# Start of Working data

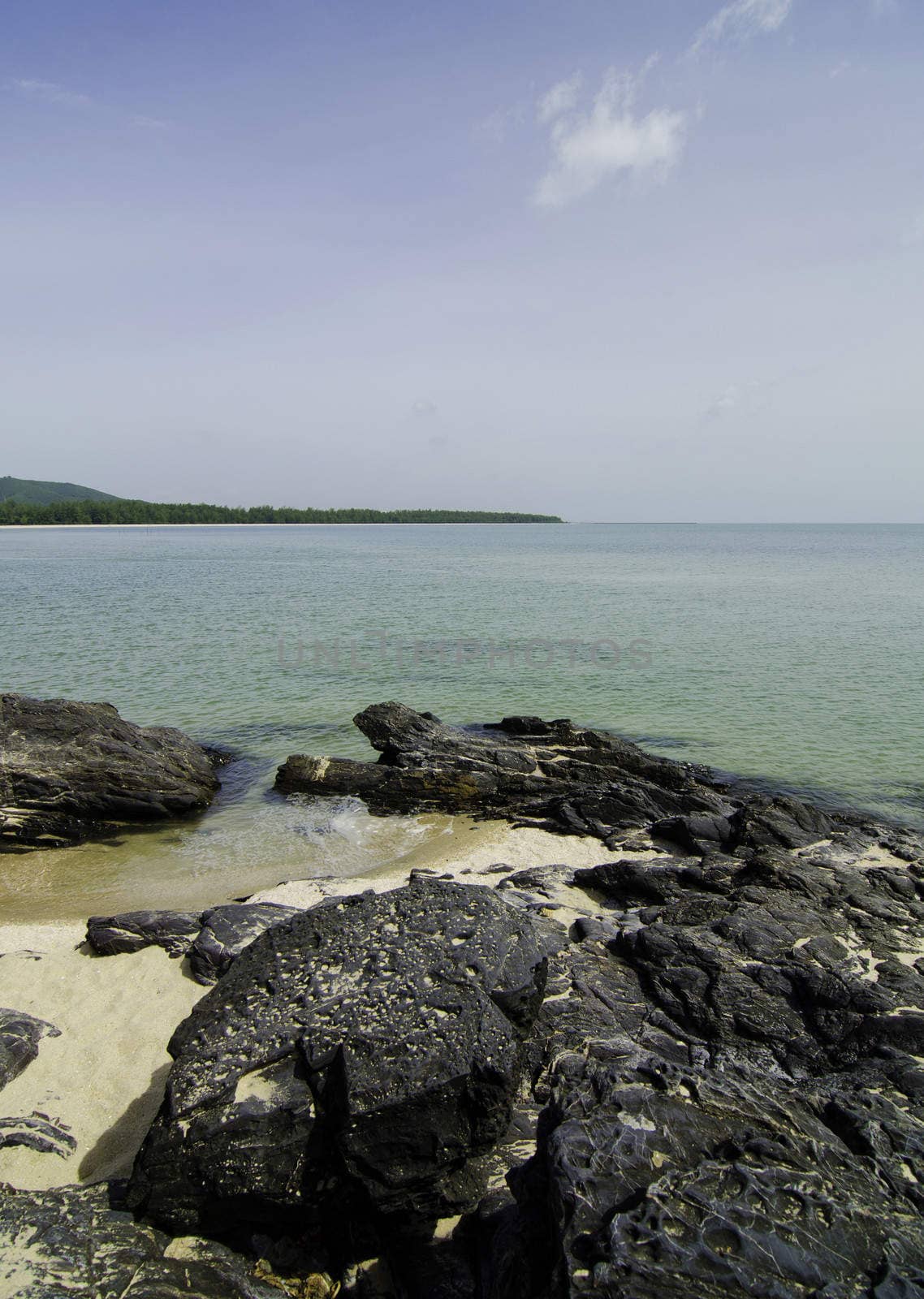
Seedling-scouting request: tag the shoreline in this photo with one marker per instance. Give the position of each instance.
(104, 1076)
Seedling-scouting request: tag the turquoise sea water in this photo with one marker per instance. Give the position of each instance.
(787, 654)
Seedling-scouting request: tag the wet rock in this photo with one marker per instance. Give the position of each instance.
(71, 770)
(227, 930)
(38, 1132)
(132, 930)
(71, 1242)
(554, 775)
(668, 1180)
(348, 1068)
(19, 1038)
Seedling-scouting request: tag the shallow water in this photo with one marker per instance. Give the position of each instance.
(788, 654)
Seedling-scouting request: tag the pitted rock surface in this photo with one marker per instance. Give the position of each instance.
(554, 775)
(132, 930)
(71, 770)
(19, 1038)
(227, 930)
(350, 1064)
(559, 777)
(71, 1242)
(667, 1180)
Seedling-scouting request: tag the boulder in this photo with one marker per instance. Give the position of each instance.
(227, 930)
(73, 1242)
(132, 930)
(554, 775)
(348, 1069)
(71, 772)
(666, 1180)
(19, 1038)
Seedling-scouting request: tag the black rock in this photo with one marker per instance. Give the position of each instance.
(664, 1180)
(71, 1242)
(71, 770)
(38, 1132)
(554, 775)
(348, 1068)
(227, 930)
(19, 1038)
(132, 930)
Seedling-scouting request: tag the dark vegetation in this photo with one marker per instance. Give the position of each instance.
(147, 512)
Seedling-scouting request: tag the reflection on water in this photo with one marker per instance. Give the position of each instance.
(787, 654)
(234, 851)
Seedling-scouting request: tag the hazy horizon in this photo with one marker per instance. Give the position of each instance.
(615, 263)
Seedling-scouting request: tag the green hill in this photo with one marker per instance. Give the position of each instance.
(29, 491)
(114, 512)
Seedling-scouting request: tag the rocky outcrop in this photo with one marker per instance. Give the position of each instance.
(227, 932)
(71, 1242)
(746, 1114)
(551, 775)
(19, 1038)
(212, 939)
(71, 772)
(133, 930)
(348, 1069)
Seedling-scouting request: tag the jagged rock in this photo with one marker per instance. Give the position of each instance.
(227, 930)
(71, 770)
(38, 1132)
(550, 773)
(212, 939)
(348, 1068)
(668, 1180)
(132, 930)
(19, 1038)
(71, 1242)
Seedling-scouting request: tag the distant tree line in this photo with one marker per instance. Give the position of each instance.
(149, 512)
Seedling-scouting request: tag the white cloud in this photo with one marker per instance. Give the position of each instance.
(607, 140)
(740, 21)
(913, 231)
(50, 93)
(560, 99)
(746, 399)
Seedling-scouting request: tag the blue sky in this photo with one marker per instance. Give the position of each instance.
(618, 261)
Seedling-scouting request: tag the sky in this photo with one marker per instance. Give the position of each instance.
(602, 259)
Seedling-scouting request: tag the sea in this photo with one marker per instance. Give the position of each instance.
(789, 655)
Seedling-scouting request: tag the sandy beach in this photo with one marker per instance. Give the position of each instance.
(103, 1077)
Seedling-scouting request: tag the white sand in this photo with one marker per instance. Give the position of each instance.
(104, 1076)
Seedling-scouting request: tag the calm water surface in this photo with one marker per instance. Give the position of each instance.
(788, 654)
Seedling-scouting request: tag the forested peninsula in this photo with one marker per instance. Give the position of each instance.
(82, 512)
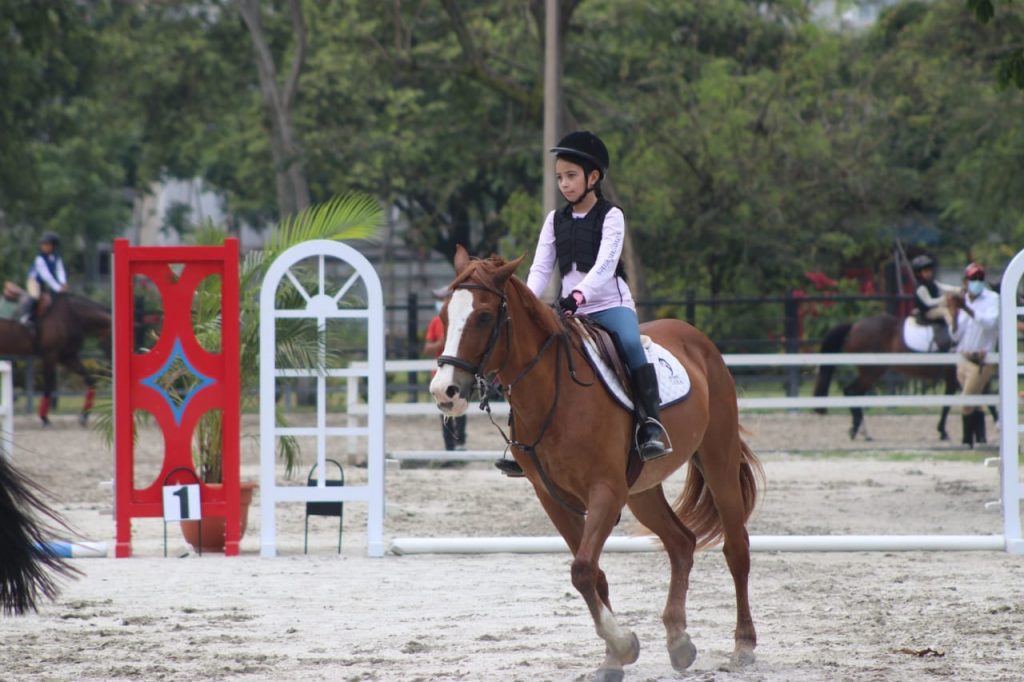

# End of Working data

◆ What is being asked ◆
Please update every row above, changing "marker" to "pin" and keeping everything else unchanged. Leave the pictures out of your answer.

◆ Answer for the task ◆
Seedling-scouting request: tag the shoreline in this photo with one pin per instance. Give the position of each instance.
(104, 1076)
Seedling-scouting request: tag the turquoise sea water in this photo with one pin per instance. Give the position of each instance.
(787, 654)
Seedling-scouting request: tag the wet rock in this photo with one pin per instance. Give the position of each instance.
(71, 770)
(227, 930)
(38, 1132)
(132, 930)
(71, 1242)
(554, 775)
(668, 1180)
(348, 1068)
(19, 1038)
Seedling-scouting request: tag the shallow water in this photo with one pin per instance. Give the position of each instance.
(788, 654)
Seedling-scouting request: tag the pitted rock surface in this photo with one pin per instance. Give the position of each instance.
(554, 775)
(132, 930)
(71, 770)
(19, 1038)
(227, 930)
(350, 1064)
(559, 777)
(71, 1242)
(667, 1180)
Seedling-scouting request: tag the boulder in this photo with one pin per instance. Give the position of each instance.
(227, 930)
(73, 1242)
(132, 930)
(554, 775)
(348, 1069)
(71, 772)
(666, 1180)
(19, 1038)
Seedling-scouting request: tag the black rock in this photo with one pin per instance. Give the position of each instance.
(664, 1180)
(71, 1242)
(71, 770)
(38, 1132)
(554, 775)
(348, 1068)
(227, 930)
(19, 1038)
(132, 930)
Seedling-scouting request: tag the dark vegetation in this photo with one pin per instance. Give the position of each instance.
(147, 512)
Seedling-scouting request: tag the reflection on water in this photo with one pin per instance. Give the position of each instance.
(787, 654)
(234, 851)
Seedling-scouting request: tag the hazy horizon in this photo with one pin per instance. Give the position of each instance.
(615, 263)
Seedling-scouting request: tag the green hill in this photo with one pin per instance. Give the position of each instance.
(29, 491)
(114, 512)
Seedling-scouting request: tag the rocky outcrop in this photo with one pin per instance. Give the position of each instance.
(227, 932)
(71, 1242)
(746, 1114)
(551, 775)
(19, 1038)
(212, 939)
(71, 772)
(133, 930)
(348, 1069)
Seedling-scouting request: tag the jagged rock in this photo with one pin per instance. Give the position of each instance.
(227, 930)
(71, 770)
(38, 1132)
(550, 773)
(212, 939)
(348, 1068)
(668, 1180)
(132, 930)
(19, 1038)
(71, 1242)
Seedling-scouting request: tag the distant tree line in this photo with one pin per instance. Give the position of each instance.
(149, 512)
Seedling-scouting request: tag the white cloud in this photo with one pin per instance. Give the position of each instance.
(607, 140)
(740, 21)
(913, 231)
(50, 93)
(560, 99)
(746, 399)
Seedling-scouting request: tag the blue sky in this photo with one pin per instance. Give the position of each instance.
(618, 261)
Seedling-scouting request: tag the sky in this photo with one pin per instance. Give the position of each instance.
(602, 259)
Seedling-scouting request: tag the sea in this photo with one pin per instance. Give the position of each instance.
(789, 655)
Seedling-scouting request: tag the sandy beach in this photo with one pin per instance. Give the position of each instance.
(103, 1077)
Seedling-scouting request: tag the white sand in this photo with one pin per instance. Give the position of each instance.
(104, 1076)
Seedling-scouting request: tag the calm water surface in this photo with one pin per instance. Give the position of each instance.
(788, 654)
Seedling-scouting request: tag the forested peninsula in this photo with one pin per instance. Give the position of each instance.
(82, 512)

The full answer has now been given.